Aufgabenstellung 1 >> Welcher Preis ging laut dem Abschnitt über MTV Deutschland an Schlingensief für seine „Freak-Show“?
Aufgabenstellung 2 >> Prüfen Sie anhand des Abschnitts über MTV Deutschland jede Aussage und antworten Sie jeweils mit Ja oder Nein samt den entscheidenden Worten als wörtlichem Zitat: (a) Stuckrad-Barres „Lesezirkel“ steht an der Spitze der Flops. (b) MTV sah für Stuckrad-Barre ein Moderatorentraining vor. (c) Schlingensief wechselte zu VIVA.

Dokumentabschnitt >>
* * *

Tatsache ist: Seit Jahren hat es MTV Deutschland nicht verstanden, ein originäres Show-Format zu etablieren – weshalb man zurzeit lieber gleich die amerikanischen Originale sendet.
Die Hitliste der Flops wird angeführt von Benjamin von Stuckrad-Barres „Lesezirkel“. Dass der umtriebige Pop-Literat als Moderator eine Fehlbesetzung war, hätten schon die ersten Castings zeigen müssen. Doch bei MTV beantwortete man die Frage, ob der gute Mann nicht vielleicht ein Moderatorentraining bekommen solle, nur mit: „Braucht er nicht“ Offenbar im Gegensatz zu Christoph Schlingensief, den der Programmchef übers Telefon zu coachen suchte und dem beim gut gemeinten Rat, „doch mal die Hosen runterzulassen“, fast der Hörer aus der Hand gefallen wäre. Schlingensief zog es vor, zu VIVA zu gehen, wo er für seine innovative „Freak-Show“ den Grimme-Preis kassierte.

* * *

Auszüge der Datensätze >>
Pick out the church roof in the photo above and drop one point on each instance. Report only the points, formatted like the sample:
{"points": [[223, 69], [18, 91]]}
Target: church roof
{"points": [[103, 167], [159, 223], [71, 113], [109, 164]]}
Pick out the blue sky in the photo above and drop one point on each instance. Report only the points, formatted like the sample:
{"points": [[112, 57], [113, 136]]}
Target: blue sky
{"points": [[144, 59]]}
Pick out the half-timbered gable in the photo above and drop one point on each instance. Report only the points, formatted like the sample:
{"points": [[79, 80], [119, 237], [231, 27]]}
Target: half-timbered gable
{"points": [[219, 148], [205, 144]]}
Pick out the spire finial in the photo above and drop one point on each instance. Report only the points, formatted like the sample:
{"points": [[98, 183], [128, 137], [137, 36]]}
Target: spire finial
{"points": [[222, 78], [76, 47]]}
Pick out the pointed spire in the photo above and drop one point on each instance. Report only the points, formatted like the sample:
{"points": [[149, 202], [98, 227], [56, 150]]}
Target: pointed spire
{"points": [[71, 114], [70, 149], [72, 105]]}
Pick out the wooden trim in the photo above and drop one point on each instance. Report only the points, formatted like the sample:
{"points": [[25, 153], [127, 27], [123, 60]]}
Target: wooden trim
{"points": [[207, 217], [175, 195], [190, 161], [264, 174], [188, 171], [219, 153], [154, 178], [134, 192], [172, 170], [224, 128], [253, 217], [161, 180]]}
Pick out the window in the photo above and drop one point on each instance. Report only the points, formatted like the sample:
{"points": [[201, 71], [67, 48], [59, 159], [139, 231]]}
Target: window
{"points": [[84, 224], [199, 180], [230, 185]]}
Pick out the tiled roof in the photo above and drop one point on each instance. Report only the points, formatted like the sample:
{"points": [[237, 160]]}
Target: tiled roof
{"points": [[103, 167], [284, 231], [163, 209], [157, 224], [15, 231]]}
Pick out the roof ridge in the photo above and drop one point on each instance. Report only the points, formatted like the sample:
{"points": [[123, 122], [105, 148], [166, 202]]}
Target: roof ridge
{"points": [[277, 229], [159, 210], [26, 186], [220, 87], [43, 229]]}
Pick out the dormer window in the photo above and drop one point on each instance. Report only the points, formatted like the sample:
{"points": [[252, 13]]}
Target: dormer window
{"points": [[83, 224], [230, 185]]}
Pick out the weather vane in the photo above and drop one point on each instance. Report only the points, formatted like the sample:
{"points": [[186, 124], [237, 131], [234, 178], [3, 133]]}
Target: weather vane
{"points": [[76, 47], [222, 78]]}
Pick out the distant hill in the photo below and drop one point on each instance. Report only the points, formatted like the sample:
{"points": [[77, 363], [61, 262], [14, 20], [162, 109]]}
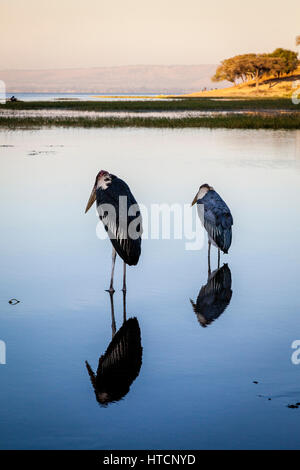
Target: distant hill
{"points": [[269, 87], [125, 79]]}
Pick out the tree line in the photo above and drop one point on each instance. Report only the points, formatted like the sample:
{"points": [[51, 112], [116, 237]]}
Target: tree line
{"points": [[248, 67]]}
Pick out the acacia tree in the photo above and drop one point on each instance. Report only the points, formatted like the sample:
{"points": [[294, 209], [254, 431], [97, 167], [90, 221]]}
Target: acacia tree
{"points": [[289, 60], [254, 66]]}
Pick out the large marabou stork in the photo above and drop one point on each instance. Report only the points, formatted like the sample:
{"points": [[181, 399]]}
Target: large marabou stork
{"points": [[216, 218], [120, 214]]}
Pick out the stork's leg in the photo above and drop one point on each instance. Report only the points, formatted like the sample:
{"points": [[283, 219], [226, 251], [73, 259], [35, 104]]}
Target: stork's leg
{"points": [[113, 320], [124, 306], [208, 256], [124, 277], [111, 287]]}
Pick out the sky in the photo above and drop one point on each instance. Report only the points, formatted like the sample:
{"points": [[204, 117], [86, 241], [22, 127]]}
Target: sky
{"points": [[45, 34]]}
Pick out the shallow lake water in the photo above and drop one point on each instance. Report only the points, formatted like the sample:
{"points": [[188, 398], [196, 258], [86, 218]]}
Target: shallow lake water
{"points": [[195, 387]]}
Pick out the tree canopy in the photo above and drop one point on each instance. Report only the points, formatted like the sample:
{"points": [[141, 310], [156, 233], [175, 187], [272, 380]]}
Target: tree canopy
{"points": [[254, 66]]}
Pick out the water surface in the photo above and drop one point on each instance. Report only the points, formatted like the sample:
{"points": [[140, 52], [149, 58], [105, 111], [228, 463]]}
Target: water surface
{"points": [[194, 388]]}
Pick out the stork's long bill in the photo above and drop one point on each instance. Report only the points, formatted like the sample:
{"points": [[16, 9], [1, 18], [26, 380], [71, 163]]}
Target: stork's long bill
{"points": [[195, 200], [91, 200]]}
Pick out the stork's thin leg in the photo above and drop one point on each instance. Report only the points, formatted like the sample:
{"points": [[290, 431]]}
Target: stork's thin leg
{"points": [[113, 320], [124, 277], [209, 245], [111, 288], [124, 306]]}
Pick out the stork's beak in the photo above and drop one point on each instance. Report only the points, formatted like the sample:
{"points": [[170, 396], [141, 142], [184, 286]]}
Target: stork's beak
{"points": [[91, 200], [194, 200]]}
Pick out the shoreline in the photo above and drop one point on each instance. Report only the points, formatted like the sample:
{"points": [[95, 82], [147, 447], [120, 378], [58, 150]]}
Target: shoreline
{"points": [[266, 113], [228, 121]]}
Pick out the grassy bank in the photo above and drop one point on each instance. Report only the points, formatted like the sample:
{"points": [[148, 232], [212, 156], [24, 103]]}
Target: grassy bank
{"points": [[180, 104], [230, 121]]}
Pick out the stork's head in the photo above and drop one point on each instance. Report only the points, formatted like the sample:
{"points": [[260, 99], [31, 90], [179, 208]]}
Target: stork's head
{"points": [[103, 180], [204, 188]]}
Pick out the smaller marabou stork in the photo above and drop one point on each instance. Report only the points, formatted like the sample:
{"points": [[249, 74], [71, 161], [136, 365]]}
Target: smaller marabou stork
{"points": [[216, 218], [120, 214]]}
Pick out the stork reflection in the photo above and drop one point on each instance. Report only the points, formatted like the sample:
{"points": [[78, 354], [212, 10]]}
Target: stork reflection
{"points": [[121, 363], [214, 297]]}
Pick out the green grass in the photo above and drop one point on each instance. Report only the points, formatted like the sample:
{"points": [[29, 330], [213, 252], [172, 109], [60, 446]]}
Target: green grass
{"points": [[181, 104], [230, 121]]}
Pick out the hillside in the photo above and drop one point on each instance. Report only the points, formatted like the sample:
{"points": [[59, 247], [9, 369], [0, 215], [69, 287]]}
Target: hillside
{"points": [[101, 80], [269, 87]]}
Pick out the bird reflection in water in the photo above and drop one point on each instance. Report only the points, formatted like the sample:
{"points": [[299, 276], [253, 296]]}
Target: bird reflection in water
{"points": [[214, 297], [121, 363]]}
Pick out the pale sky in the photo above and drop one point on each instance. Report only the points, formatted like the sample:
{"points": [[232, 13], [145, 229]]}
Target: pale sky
{"points": [[41, 34]]}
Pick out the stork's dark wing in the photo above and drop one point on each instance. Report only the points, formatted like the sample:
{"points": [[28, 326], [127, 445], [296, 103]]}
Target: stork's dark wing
{"points": [[122, 219], [216, 218]]}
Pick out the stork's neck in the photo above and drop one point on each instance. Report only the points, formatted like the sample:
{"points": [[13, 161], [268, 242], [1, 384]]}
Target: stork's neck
{"points": [[104, 181], [203, 191]]}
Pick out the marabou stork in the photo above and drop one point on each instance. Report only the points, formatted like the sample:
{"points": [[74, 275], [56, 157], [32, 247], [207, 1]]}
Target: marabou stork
{"points": [[216, 218], [120, 214], [121, 363], [214, 297]]}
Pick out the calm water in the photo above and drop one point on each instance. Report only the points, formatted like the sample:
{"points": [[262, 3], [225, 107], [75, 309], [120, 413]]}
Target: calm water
{"points": [[194, 388]]}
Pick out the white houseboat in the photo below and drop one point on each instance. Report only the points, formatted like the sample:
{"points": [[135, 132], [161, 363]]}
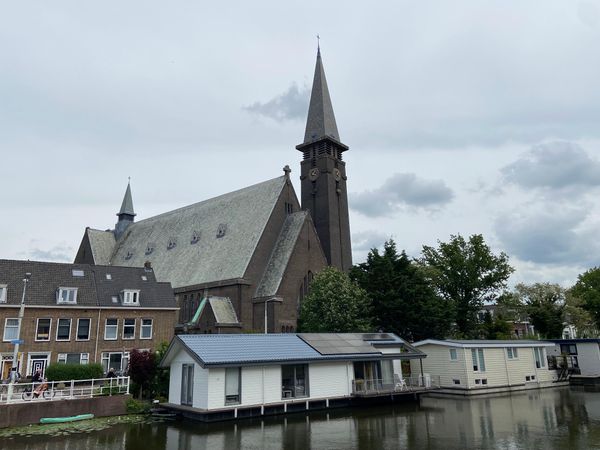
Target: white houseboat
{"points": [[225, 376], [480, 366]]}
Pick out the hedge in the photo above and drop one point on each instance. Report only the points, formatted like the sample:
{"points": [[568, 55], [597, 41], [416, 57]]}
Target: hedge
{"points": [[64, 372]]}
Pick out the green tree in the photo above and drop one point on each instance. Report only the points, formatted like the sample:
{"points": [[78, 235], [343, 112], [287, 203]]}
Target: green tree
{"points": [[587, 292], [403, 302], [335, 304], [495, 327], [466, 273], [544, 303]]}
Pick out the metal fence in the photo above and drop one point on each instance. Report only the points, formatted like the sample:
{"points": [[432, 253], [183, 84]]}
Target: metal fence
{"points": [[382, 386], [63, 390]]}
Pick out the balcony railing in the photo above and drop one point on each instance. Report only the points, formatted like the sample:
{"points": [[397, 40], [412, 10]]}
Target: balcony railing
{"points": [[64, 390], [384, 386]]}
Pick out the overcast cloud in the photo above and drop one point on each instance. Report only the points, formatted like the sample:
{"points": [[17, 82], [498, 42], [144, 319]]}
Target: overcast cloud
{"points": [[399, 191], [554, 165], [196, 100]]}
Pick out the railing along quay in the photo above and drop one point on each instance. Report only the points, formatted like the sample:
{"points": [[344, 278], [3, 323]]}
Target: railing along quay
{"points": [[64, 390]]}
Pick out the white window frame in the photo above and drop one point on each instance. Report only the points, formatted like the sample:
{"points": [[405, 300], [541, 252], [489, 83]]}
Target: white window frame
{"points": [[145, 327], [116, 327], [130, 297], [84, 358], [133, 334], [59, 296], [37, 327], [478, 358], [15, 327], [58, 328], [89, 329]]}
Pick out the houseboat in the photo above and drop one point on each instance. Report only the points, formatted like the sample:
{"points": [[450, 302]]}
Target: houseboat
{"points": [[217, 377], [577, 360], [469, 367]]}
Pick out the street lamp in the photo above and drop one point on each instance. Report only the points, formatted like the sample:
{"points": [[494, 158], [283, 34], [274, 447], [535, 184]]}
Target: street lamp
{"points": [[274, 299], [14, 368]]}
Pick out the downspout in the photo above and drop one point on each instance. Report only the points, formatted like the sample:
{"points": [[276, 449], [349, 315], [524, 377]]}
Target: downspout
{"points": [[97, 337]]}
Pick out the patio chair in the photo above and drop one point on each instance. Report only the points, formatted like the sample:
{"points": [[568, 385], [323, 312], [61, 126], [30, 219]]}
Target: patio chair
{"points": [[399, 383]]}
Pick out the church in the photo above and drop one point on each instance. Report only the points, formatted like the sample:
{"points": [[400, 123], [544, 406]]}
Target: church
{"points": [[243, 261]]}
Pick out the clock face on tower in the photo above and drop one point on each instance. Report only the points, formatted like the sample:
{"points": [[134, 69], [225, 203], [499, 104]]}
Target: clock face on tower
{"points": [[313, 174]]}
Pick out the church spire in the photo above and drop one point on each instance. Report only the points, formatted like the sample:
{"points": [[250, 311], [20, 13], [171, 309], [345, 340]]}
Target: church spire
{"points": [[321, 120], [127, 205], [126, 214], [323, 175]]}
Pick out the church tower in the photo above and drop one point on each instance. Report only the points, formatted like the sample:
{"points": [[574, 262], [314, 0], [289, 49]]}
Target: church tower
{"points": [[126, 214], [323, 175]]}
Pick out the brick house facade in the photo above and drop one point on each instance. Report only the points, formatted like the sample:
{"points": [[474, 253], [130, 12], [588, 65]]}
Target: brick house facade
{"points": [[79, 313]]}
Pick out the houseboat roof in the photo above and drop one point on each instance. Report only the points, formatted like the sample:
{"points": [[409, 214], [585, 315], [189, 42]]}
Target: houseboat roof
{"points": [[480, 343], [222, 350], [575, 341]]}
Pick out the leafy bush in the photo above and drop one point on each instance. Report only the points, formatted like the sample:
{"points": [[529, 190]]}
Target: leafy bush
{"points": [[137, 407], [62, 372]]}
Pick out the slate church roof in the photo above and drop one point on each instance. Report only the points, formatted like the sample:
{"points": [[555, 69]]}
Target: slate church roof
{"points": [[208, 241]]}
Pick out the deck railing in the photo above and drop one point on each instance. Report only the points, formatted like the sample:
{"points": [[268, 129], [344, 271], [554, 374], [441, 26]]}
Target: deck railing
{"points": [[382, 386], [64, 390]]}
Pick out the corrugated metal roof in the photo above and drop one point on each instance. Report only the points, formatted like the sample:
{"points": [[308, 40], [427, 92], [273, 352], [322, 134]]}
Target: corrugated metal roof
{"points": [[248, 348]]}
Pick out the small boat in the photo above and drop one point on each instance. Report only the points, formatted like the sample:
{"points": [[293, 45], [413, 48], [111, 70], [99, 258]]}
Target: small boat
{"points": [[66, 419]]}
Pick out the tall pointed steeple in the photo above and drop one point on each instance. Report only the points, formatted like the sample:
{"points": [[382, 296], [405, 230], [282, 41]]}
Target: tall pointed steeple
{"points": [[126, 214], [321, 120], [323, 174]]}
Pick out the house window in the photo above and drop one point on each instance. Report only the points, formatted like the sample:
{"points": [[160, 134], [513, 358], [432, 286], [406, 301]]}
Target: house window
{"points": [[119, 361], [146, 329], [294, 381], [539, 357], [110, 329], [129, 329], [66, 296], [43, 330], [73, 358], [63, 330], [83, 329], [478, 360], [233, 383], [130, 297], [187, 384], [11, 329]]}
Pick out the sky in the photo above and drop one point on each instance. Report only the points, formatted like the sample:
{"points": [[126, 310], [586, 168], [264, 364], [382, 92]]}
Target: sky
{"points": [[462, 117]]}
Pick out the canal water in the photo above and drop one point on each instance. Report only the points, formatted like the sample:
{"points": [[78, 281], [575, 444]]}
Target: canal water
{"points": [[559, 418]]}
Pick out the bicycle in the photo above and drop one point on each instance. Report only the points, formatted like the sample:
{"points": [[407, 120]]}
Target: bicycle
{"points": [[29, 393]]}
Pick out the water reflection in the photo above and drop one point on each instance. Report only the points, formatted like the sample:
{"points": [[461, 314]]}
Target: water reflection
{"points": [[547, 419]]}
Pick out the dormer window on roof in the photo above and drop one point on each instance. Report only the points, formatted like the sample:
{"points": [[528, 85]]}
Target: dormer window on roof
{"points": [[221, 230], [130, 297], [67, 296]]}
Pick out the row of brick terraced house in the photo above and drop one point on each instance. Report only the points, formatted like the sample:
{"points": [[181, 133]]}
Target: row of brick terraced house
{"points": [[81, 313]]}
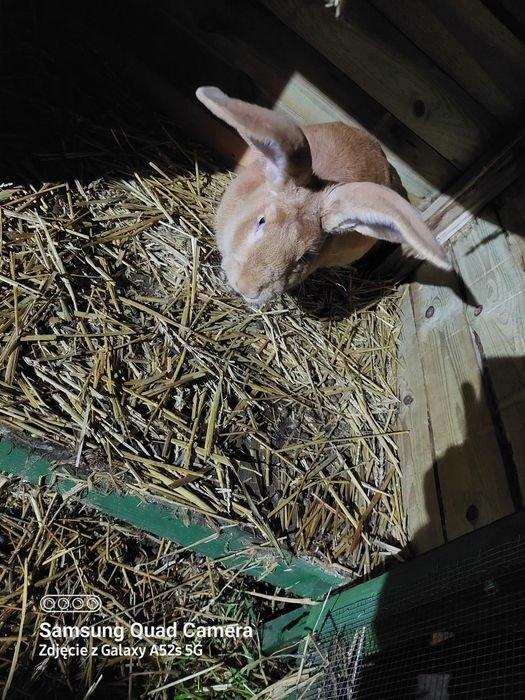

* * *

Vollständige Antwort 1 >> Der Grimme-Preis.

Vollständige Antwort 2 >>
(a) Ja: »Die Hitliste der Flops wird angeführt von Benjamin von Stuckrad-Barres „Lesezirkel“.«
(b) Nein: »Braucht er nicht«
(c) Ja: »Schlingensief zog es vor, zu VIVA zu gehen«